## [Passage for review]
-- Opening Marker --

Dr. M.V. Krishnayya will present “Mahatma Gandhi and Dr. Martin Luther King, Jr.: A Comparative Study” Wednesday, Nov. 29, at 12:30 p.m. in the Forum of the Ferguson Center on the UA campus.

The MLK Distinguished Lecture Series, now in its seventh year, is part of Tuscaloosa’s month-long celebration of the ideals of Dr. Martin Luther King Jr. The series will also host Krishnayya’s lecture at Stillman College’s Stinson Auditorium Thursday, Nov. 16, at 7 p.m.

At both lectures, Krishnayya will discuss Gandhi and Martin Luther King Jr.’s backgrounds and the ways in which they used religion and culture for the promotion of nonviolence.

Krishnayya is a joint Fulbright scholar-in-residence at Shelton State Community College and UA, where he teaches in the department of anthropology in the College of Arts and Sciences.

-- Closing Marker --

## [Exercise tasks]
1/ Answer these questions about the lecture announcement.
(a) Where on the UA campus will the Nov. 29 lecture take place?
(b) How many years has the MLK Distinguished Lecture Series been running?
(c) In which department does Krishnayya teach at UA?
2/ Copy the lecture announcement word for word from "Dr. M.V. Krishnayya" to "the UA campus.".

(Stored lines)
-- Opening Marker --

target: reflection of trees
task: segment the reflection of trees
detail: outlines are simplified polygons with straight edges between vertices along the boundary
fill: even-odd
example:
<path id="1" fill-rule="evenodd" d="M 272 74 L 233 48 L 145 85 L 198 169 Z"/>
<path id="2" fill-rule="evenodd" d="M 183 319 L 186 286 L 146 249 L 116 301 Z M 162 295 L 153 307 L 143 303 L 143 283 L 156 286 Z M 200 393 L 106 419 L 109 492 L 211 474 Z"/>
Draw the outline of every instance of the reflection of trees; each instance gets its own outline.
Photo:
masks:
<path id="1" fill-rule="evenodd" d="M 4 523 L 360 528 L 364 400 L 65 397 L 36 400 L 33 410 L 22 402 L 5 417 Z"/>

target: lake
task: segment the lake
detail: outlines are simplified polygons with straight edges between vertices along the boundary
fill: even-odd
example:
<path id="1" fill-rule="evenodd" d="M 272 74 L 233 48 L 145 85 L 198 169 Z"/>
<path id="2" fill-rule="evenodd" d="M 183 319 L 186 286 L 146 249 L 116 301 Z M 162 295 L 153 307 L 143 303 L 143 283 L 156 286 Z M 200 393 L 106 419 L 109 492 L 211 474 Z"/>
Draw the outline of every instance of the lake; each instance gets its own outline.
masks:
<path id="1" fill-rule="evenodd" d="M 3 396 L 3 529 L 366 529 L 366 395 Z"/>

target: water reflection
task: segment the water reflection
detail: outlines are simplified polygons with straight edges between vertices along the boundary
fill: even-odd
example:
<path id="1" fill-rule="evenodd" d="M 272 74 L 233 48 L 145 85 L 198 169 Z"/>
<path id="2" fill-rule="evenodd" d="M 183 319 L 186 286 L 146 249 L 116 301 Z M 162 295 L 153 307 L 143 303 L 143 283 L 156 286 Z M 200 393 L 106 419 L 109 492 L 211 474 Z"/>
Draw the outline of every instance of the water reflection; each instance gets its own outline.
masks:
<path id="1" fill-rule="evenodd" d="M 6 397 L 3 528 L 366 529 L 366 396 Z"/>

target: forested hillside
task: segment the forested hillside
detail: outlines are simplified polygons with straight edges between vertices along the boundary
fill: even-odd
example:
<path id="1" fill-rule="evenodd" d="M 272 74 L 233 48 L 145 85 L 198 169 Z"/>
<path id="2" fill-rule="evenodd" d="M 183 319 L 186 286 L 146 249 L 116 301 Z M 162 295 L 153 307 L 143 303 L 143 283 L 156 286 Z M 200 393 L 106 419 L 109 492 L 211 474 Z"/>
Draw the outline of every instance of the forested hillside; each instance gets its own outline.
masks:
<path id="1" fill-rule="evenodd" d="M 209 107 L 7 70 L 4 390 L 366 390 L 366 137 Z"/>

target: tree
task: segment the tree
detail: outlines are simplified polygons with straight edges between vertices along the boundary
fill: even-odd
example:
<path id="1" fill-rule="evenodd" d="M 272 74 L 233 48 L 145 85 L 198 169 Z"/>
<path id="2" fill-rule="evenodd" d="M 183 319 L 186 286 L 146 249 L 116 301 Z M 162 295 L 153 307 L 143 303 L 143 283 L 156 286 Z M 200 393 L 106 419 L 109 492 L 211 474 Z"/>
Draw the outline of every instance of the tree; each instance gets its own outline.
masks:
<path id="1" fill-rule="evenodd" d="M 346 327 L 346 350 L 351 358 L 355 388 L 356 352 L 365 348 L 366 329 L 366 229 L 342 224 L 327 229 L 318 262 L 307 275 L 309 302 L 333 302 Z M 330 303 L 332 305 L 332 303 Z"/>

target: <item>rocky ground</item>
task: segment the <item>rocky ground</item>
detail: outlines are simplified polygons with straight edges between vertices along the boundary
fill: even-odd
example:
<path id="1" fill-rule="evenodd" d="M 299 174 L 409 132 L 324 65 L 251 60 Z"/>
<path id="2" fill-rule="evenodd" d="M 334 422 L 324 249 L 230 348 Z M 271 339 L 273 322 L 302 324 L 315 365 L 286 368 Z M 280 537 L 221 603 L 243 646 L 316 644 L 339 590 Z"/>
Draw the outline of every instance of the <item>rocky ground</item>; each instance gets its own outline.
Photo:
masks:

-- Closing Marker --

## [Task solutions]
1/
(a) In the Forum of the Ferguson Center
(b) It is in its seventh year.
(c) The department of anthropology in the College of Arts and Sciences

2/
Dr. M.V. Krishnayya will present “Mahatma Gandhi and Dr. Martin Luther King, Jr.: A Comparative Study” Wednesday, Nov. 29, at 12:30 p.m. in the Forum of the Ferguson Center on the UA campus.